Material for this exercise:
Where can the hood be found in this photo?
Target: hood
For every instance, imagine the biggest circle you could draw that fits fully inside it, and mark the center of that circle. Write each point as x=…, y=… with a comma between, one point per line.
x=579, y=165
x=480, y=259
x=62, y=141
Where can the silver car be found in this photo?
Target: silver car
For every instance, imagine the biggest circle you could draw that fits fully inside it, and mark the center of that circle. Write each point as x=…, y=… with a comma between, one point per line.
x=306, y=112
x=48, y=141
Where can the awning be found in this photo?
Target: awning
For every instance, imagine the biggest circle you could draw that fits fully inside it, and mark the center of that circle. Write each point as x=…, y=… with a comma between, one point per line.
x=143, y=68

* * *

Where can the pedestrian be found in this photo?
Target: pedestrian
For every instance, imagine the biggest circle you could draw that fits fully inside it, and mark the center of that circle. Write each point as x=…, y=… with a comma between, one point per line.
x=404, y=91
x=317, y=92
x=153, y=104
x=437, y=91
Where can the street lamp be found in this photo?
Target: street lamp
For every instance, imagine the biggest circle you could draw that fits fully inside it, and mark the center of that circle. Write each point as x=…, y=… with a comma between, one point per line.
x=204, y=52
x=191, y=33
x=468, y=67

==

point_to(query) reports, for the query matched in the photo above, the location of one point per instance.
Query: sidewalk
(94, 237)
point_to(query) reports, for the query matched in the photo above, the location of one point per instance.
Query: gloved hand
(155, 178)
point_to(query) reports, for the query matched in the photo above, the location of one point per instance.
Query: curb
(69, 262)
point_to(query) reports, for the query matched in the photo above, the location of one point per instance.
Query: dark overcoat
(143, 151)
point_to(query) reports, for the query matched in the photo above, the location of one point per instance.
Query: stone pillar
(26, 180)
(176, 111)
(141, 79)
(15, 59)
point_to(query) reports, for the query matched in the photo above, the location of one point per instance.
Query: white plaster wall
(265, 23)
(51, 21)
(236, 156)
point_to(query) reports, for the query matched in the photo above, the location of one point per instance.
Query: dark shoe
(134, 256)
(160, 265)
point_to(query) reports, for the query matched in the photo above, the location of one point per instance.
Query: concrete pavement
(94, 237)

Task to carry out:
When a line of the records holds the word "Target", copy that line.

Your solution:
Target: hood
Target: silver car
Target: awning
Target: pedestrian
Target: street lamp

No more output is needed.